• _Short exercise 1_: In the blog post about the Helen Garner reading meeting, which book did one member pick because its title suggested it would refer to music?
• _Short exercise 2_: Transcribe the part of the blog post about the Helen Garner reading meeting that opens with the words "A Helen Garner" and closes with "in this post.".

Tuesday 1 May 2018

A Helen Garner Festival (of sorts)

We tried something we've never done before for our April meeting, which was that we could all choose our own book to read, with one proviso - it had to be by (or about) Helen Garner. This is not something you could do with many authors, but with the longevity of Garner's career, and the spread of her writing over novels, short stories, screenplays, essays, and longform non-fiction, we felt it could work - and it did. We did something else new, too, suggesting that attendees write a brief comment on their choice for the blog. Those contributions are included in this post.

So, what did we read?

  • Monkey grip (1977) (x2)
  • The children’s Bach (1984) (x2)
  • The last days of Chez Nous and Two friends (1992)
  • The feel of steel (2001)
  • Everywhere I look (2016) (x2)
  • True stories (2017)
  • A writing life: Helen Garner and her work, by Bernadette Brennan (2017)
We chose these for various reasons. One chose Monkey grip because it's "in our culture" and she hadn't read it, while the other read it because she'd read it before and hadn't liked it, so wanted to reassess it from her later years! One found two at Lifeline, and didn't want to read Joe Cinque's consolation, so read the other, The feel of steel. A few of us chose our books because we had them on our shelves, just waiting to be read (or re-read.) One chose The children's Bach because the title suggested there'd be references to music in it, while another read True stories because it's a compilation of 50 years of her writing. And one chose the literary portrait because she'd read many of Garner's books and wanted to find out more about her.

What common threads did we find?

The overriding thread was that she draws heavily from her life, even for works that aren't strongly autobiographical. She is present in most of her writing, one way or another, including her long non-fiction works, such as Joe Cinque's consolation.

Another thread was that she is "searingly honest", "will have a go at everything", "is not afraid of looking an idiot".  This can apply both to the topics she chooses and her way of exploring them.

The third main thread that most of us commented on was her writing. She's a wonderful stylist, and a spare writer. But spare, we agreed, doesn't mean plain. One put it beautifully by praising Garner's "word pictures".

Our personal comments

Monkey Grip (Sylvia)

• _Provided records_:
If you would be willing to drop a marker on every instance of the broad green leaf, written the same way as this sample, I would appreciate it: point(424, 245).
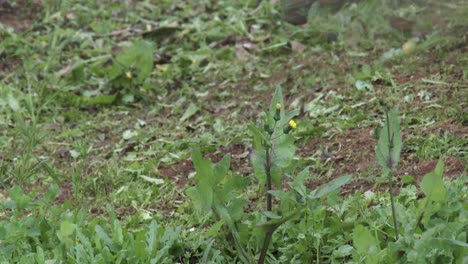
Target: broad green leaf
point(329, 187)
point(432, 184)
point(139, 56)
point(385, 157)
point(363, 240)
point(192, 109)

• _Task solution 1_: The children's Bach

• _Task solution 2_:
A Helen Garner Festival (of sorts)

We tried something we've never done before for our April meeting, which was that we could all choose our own book to read, with one proviso - it had to be by (or about) Helen Garner. This is not something you could do with many authors, but with the longevity of Garner's career, and the spread of her writing over novels, short stories, screenplays, essays, and longform non-fiction, we felt it could work - and it did. We did something else new, too, suggesting that attendees write a brief comment on their choice for the blog. Those contributions are included in this post.